BEGIN ENTRIES PROVIDED

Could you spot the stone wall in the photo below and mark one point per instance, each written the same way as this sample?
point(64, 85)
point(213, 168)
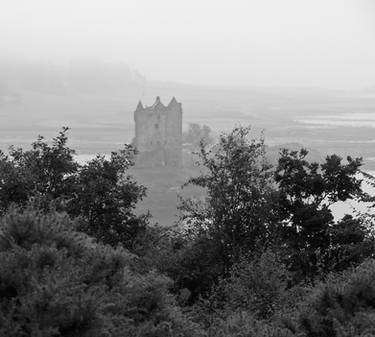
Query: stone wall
point(158, 134)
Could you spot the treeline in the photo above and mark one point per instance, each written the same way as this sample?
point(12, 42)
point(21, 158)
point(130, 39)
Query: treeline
point(262, 255)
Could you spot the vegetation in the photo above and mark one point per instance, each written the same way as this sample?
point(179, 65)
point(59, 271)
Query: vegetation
point(262, 255)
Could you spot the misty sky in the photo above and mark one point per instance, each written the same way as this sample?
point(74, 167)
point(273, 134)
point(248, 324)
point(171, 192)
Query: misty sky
point(323, 43)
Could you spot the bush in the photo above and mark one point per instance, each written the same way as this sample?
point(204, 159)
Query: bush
point(342, 306)
point(55, 281)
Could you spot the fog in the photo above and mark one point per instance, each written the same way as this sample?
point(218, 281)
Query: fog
point(320, 43)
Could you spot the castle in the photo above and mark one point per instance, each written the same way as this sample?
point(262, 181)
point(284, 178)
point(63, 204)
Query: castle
point(158, 134)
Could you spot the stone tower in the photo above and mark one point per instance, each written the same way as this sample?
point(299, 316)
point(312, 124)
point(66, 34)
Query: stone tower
point(158, 134)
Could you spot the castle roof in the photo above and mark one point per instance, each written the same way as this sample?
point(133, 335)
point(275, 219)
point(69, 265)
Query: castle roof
point(139, 106)
point(157, 106)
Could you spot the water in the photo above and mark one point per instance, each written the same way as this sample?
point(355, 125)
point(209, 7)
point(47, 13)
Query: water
point(360, 119)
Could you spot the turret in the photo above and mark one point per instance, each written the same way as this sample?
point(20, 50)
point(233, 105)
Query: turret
point(139, 106)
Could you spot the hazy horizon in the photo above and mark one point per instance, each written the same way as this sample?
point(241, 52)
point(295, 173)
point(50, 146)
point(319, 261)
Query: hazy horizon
point(293, 43)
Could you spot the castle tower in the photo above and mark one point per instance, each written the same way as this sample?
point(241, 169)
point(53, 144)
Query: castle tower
point(158, 134)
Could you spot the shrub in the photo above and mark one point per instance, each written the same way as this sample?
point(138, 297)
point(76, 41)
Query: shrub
point(55, 281)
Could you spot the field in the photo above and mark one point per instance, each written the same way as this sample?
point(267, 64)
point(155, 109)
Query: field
point(321, 120)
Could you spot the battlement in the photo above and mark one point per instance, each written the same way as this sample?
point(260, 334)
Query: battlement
point(158, 133)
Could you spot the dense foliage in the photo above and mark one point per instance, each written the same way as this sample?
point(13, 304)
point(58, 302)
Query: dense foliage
point(261, 255)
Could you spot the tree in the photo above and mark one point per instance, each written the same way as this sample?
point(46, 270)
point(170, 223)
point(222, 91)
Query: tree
point(99, 192)
point(105, 198)
point(306, 190)
point(42, 173)
point(197, 133)
point(236, 216)
point(55, 281)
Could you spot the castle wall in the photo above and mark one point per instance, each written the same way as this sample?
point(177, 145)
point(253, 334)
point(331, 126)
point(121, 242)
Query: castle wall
point(158, 134)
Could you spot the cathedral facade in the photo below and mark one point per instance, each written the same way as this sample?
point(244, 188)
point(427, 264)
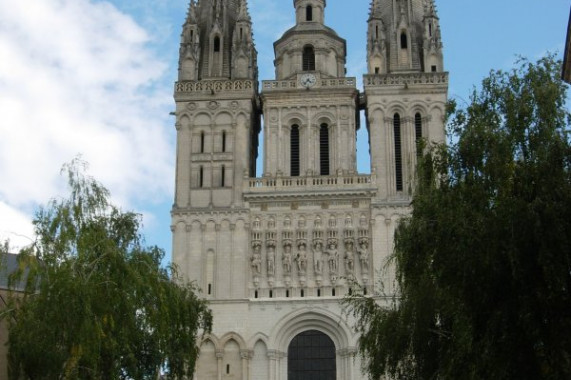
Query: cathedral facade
point(275, 255)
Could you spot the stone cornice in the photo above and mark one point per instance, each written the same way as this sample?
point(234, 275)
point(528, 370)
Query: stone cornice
point(406, 79)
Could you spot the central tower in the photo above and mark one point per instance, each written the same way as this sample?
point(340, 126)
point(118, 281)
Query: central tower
point(275, 255)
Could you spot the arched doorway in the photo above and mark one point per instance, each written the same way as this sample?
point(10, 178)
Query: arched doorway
point(311, 356)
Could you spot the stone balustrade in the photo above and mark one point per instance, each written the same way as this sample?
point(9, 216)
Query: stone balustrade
point(214, 86)
point(399, 79)
point(276, 85)
point(272, 184)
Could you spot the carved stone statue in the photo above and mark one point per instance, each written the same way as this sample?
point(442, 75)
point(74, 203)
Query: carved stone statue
point(301, 258)
point(271, 260)
point(318, 256)
point(257, 259)
point(349, 256)
point(363, 252)
point(333, 256)
point(287, 258)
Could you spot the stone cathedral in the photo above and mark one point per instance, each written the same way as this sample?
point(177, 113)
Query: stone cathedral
point(275, 254)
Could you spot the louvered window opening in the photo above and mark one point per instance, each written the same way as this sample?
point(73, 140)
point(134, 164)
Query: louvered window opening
point(308, 58)
point(398, 153)
point(324, 149)
point(294, 146)
point(418, 131)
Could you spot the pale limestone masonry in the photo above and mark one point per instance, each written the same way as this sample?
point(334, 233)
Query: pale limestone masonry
point(275, 255)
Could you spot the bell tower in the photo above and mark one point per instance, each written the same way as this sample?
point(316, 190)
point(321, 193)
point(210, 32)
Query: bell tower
point(217, 123)
point(406, 90)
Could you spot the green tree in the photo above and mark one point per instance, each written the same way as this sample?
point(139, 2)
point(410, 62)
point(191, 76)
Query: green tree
point(483, 264)
point(98, 304)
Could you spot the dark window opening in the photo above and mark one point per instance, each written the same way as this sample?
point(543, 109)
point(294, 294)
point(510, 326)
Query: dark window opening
point(308, 58)
point(418, 133)
point(398, 153)
point(324, 149)
point(216, 44)
point(403, 41)
point(309, 13)
point(311, 356)
point(223, 176)
point(294, 151)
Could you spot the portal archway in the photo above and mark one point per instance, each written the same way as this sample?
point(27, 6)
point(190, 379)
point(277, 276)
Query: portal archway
point(311, 356)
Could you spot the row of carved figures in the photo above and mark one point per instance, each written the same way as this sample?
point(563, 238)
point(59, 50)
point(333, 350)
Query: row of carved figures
point(324, 255)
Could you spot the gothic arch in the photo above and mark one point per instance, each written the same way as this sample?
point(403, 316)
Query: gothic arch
point(235, 337)
point(257, 338)
point(318, 319)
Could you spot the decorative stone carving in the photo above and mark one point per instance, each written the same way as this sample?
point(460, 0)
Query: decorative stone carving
point(349, 256)
point(271, 262)
point(318, 256)
point(333, 258)
point(363, 252)
point(256, 258)
point(301, 258)
point(287, 257)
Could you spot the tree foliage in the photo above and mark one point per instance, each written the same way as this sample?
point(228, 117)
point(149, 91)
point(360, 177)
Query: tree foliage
point(483, 264)
point(98, 304)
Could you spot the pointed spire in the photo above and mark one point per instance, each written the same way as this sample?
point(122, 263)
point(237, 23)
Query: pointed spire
point(243, 14)
point(191, 14)
point(375, 9)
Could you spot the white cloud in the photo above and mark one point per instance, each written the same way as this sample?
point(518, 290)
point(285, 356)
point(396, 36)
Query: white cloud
point(78, 77)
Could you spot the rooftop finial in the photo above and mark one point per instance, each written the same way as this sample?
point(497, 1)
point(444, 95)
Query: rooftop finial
point(243, 14)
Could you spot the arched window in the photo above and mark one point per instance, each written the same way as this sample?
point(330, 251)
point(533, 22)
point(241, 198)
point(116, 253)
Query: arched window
point(216, 44)
point(324, 149)
point(398, 152)
point(294, 151)
point(311, 355)
point(223, 176)
point(309, 13)
point(403, 41)
point(418, 133)
point(308, 58)
point(201, 142)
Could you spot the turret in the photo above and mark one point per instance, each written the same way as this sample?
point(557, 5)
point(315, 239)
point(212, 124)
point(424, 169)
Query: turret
point(310, 11)
point(244, 56)
point(432, 40)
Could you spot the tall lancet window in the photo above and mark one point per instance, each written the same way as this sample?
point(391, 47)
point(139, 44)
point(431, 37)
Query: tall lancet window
point(418, 133)
point(324, 149)
point(308, 58)
point(294, 151)
point(309, 13)
point(403, 41)
point(398, 152)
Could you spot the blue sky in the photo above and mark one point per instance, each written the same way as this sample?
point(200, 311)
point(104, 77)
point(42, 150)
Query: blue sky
point(95, 77)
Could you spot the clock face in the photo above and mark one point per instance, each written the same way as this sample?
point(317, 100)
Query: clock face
point(308, 80)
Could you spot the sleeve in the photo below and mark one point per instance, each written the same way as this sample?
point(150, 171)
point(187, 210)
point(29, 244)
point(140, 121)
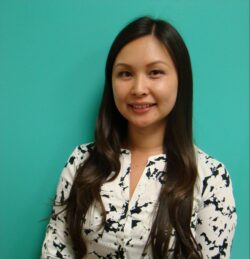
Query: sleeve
point(217, 217)
point(57, 242)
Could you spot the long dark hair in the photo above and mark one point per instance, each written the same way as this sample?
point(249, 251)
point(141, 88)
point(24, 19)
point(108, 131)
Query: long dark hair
point(176, 196)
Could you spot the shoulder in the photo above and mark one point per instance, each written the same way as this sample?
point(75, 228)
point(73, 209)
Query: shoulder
point(75, 160)
point(212, 173)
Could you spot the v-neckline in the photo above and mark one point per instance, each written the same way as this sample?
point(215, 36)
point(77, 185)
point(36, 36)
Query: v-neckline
point(140, 187)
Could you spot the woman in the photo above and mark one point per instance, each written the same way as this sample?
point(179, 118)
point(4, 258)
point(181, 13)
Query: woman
point(142, 189)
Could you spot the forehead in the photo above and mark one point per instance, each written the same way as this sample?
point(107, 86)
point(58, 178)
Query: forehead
point(146, 49)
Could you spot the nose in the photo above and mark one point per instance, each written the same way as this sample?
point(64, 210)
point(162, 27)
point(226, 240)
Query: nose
point(140, 86)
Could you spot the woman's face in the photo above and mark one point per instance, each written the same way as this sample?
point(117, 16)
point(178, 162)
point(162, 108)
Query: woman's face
point(145, 83)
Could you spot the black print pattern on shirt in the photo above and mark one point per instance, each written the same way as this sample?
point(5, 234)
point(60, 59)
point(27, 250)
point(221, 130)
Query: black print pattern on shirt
point(128, 222)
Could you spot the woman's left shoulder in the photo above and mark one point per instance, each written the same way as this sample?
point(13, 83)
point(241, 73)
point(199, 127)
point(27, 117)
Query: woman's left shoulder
point(209, 167)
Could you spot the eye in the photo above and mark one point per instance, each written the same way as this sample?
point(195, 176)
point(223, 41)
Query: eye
point(124, 74)
point(155, 73)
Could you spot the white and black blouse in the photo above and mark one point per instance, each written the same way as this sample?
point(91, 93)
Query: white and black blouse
point(128, 222)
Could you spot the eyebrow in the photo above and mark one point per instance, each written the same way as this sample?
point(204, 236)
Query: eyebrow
point(148, 65)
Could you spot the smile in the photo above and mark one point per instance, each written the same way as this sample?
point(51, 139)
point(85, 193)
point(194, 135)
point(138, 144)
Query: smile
point(141, 106)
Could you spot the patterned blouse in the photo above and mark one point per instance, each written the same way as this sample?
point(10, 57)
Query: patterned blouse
point(128, 222)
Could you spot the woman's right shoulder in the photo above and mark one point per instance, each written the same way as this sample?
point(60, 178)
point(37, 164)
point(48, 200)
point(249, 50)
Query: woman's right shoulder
point(75, 160)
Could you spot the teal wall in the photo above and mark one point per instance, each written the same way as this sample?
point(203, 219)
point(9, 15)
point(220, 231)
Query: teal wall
point(52, 56)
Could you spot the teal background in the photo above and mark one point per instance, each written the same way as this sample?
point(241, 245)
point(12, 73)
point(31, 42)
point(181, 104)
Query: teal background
point(52, 56)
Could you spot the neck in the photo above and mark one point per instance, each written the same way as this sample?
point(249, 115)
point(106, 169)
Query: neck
point(147, 141)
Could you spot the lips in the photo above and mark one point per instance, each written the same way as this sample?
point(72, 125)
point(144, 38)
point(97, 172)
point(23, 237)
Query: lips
point(141, 107)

END ENTRIES PROVIDED

INSTRUCTIONS TO FOLLOW: The response should hold only an exact retyping of the lines from the beginning of the data through the line containing "point(59, 271)", both ends kept, pictures omitted.

EXERCISE SOLUTION:
Could you spot the stone wall in the photo below and mark one point per instance, each written the same way as this sample?
point(64, 85)
point(213, 168)
Query: stone wall
point(158, 134)
Could you spot the treeline in the photo above and mark one point per instance, each written the same way as this sample?
point(12, 42)
point(21, 158)
point(130, 39)
Query: treeline
point(262, 255)
Could you spot the vegetation in the photo above and mark one point per instance, each written the same way as this sample?
point(179, 65)
point(59, 271)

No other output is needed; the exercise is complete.